> _Quoted passage_
OpenAI Embraces AMD with Billion-Dollar Investment in 6 Gigawatts of GPUs

OpenAI Embraces AMD with Billion-Dollar Investment in 6 Gigawatts of GPUs

AMD and OpenAI have entered into a multi-year agreement for the supply of 6 gigawatts of AMD Instinct GPUs, with the initial deployment starting in the second half of 2026.

OpenAI is investing more than ten billion dollars in AMD through a new partnership. As part of this, OpenAI not only plans to purchase six gigawatts of GPU capacity but also receives the option to buy 160 million AMD shares, equivalent to approximately ten percent of the company. The extent to which this option will be exercised depends on the progress of the partnership.

Multiple Generations

OpenAI plans to acquire the six gigawatts of AMD Instinct GPUs over multiple years and generations. The first phase of the collaboration begins in the second half of 2026, with the deployment of an initial gigawatt cluster of AMD Instinct MI450 GPUs. The MI450 is the planned successor to the MI355X.

Under the agreement, OpenAI will use AMD’s accelerators for large-scale AI implementations. The collaboration aims to expand computing power for AI development at scale. The partnership builds upon a previous collaboration between the two companies, including work with the MI300X and MI350X series.

> _Given information_
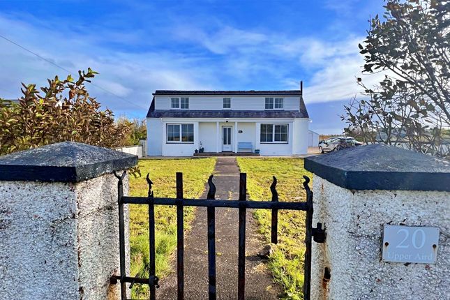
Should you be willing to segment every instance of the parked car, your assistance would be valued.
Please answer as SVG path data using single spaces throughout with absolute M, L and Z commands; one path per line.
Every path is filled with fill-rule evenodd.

> _Task set_
[1] In the article on OpenAI's AMD deal, rewrite the portion between "Under the agreement, OpenAI" and "and MI350X series.", inclusive, substituting "processors" for "accelerators".
[2] Resume the article on OpenAI's AMD deal after its final sentence.

> _Answers to the exercise_
[1]
Under the agreement, OpenAI will use AMD’s processors for large-scale AI implementations. The collaboration aims to expand computing power for AI development at scale. The partnership builds upon a previous collaboration between the two companies, including work with the MI300X and MI350X series.

[2]
Role of Nvidia

The AMD Instinct accelerators compete with Nvidia’s Hopper H100 and Blackwell B100 and B200 GPUs. OpenAI will use the AMD Instinct GPUs to train and fine-tune new models.

OpenAI is reducing its dependency on Nvidia by also investing heavily in AMD. AMD, in turn, sees a new and important player investing in its own line of accelerators. Both companies will share technical knowledge to optimize their product development.

This is significant, as Nvidia has managed to establish a CUDA-based software system through its hardware dominance. This ubiquity of Nvidia compels developers to consistently choose Nvidia. While AMD performs well at the ultimate high end of the spectrum and is present in many supercomputers, mainstream developers continue to prefer Nvidia as the standard. AMD’s ROCm ecosystem is less popular and therefore less mature. The more major players embrace AMD as an alternative, the more mature the ecosystem around AMD accelerators can become.